ふるさと・南インドの郷土料理を紹介し、自ら調理する動画を不定期に投稿しています。

2つの顔を持つ阿南市富岡町の老舗和菓子店「もみじや」

一方、富岡町の商店街にある和菓子店「もみじや」、地元の人たちに愛されるこの店にも、もう1つの顔があるんです。

(「もみじや」の店員)

「これ『ちくわパン』。『ちくわ』が入ってる、『ちっか』」

和菓子店ですが、パンも作っているんです。

このパンも人気で、朝からたくさんのお客さんが訪れます。

「もみじや」のパンは、スティーブ神父の阿南聖母幼稚園で週2回、給食として提供されています。

(園児)

「パン、ありがとうございました」

スティーブ神父と「もみじや」がコラボ!?

2024年3月、スティーブ神父のYouTube動画を見たもみじやの岡澤孝浩社長(54歳)が、阿南聖母幼稚園を訪れました。

パンを届けに来たのではありません、ある提案をするためです。

(もみじや 岡澤孝浩社長)

「(動画を見て)カレーをカレーパンにしたら絶対面白いだろうと閃きました。カレーパンというのは、私の中では長年の宿題だったので、神父様のカレーで非常に美味しいカレーパンができるのかなと」

(スティーブ神父)

「最初はびっくりして、私のカレーでいいのかなと思ったりして自信はなかったけど、南インドの味をみんなに共有したいと思い、やってみたらどうかと考えました」

スティーブ神父からカレーのレシピを教わり「THE カレーパン」を

こうしてカレーパンのレシピづくりが始まりました。

決め手となるのはもちろん、インド料理の命「スパイス」。

(スティーブ神父)

「『マスターシード』『クミンシード』『ターメリックパウダー』...」

懸命にメモを取る岡澤さん、スティーブ神父のふるさとの味を忠実に再現しようと必死です。

(スティーブ神父)

「みじん切りにした玉ねぎをちょっと茶色になるまで。色が変わる。みじん切りにすると、早く茶色になる。(Q.みじん切りにすると、子どもが食べやすい?)そうです、タマネギの形がなくなるので、入ってるというのがわからない」

ほかの野菜などもほとんどがみじん切り、肉や野菜がゴロゴロ入った日本のカレーとはだいぶ違います。

(もみじや 岡澤孝浩社長)

「(Q.みじん切りは手間がかかりますが?)極めて小さいみじん切りでいこうと思います。子どもが食べやすくするのが、一番の決め手かなと」

岡澤さん、ここでちょっと味見を。

(もみじや 岡澤孝浩社長)

「あとからスパイスがきます。香辛料の辛さがグワ~っとくる感じ、美味しいです」

ジャガイモもつぶして、ほかの具材と混ぜ合わせます。

(もみじや 岡澤孝浩社長)

「さあ、これをどういう風にパンの生地で味を調整するか、いま悩みつつある。『THEカレーパン』を作りたい」

味を試行錯誤する中での気づき

スティーブ神父のカレーをベースに、どうカレーパンとして仕上げるか。
****************************************
# [課題の内容]
上の文書の抜粋のうち、「2024年3月、スティーブ神父の」で始まる段落を、主な事実を残して箇条書きに書き直しなさい。

# [記録データ]
****************************************
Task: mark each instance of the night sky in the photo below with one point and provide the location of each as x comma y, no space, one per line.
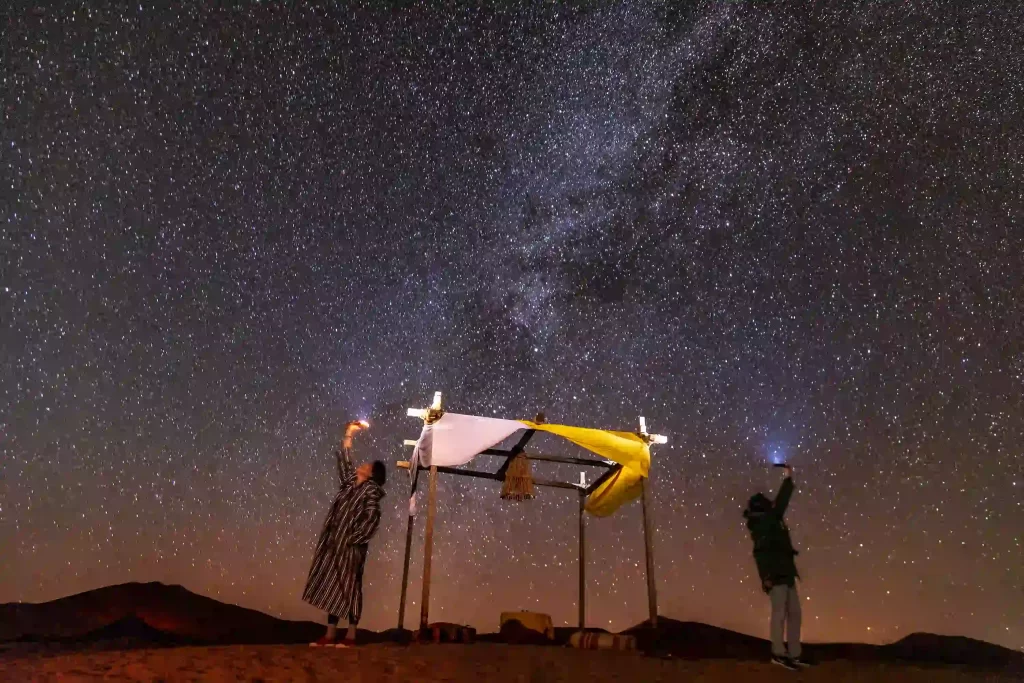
774,230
****************************************
# [出力結果]
- 時期:2024年3月
- 人物:もみじやの岡澤孝浩社長(54歳)
- きっかけ:スティーブ神父のYouTube動画を見たこと
- 行動:阿南聖母幼稚園を訪れた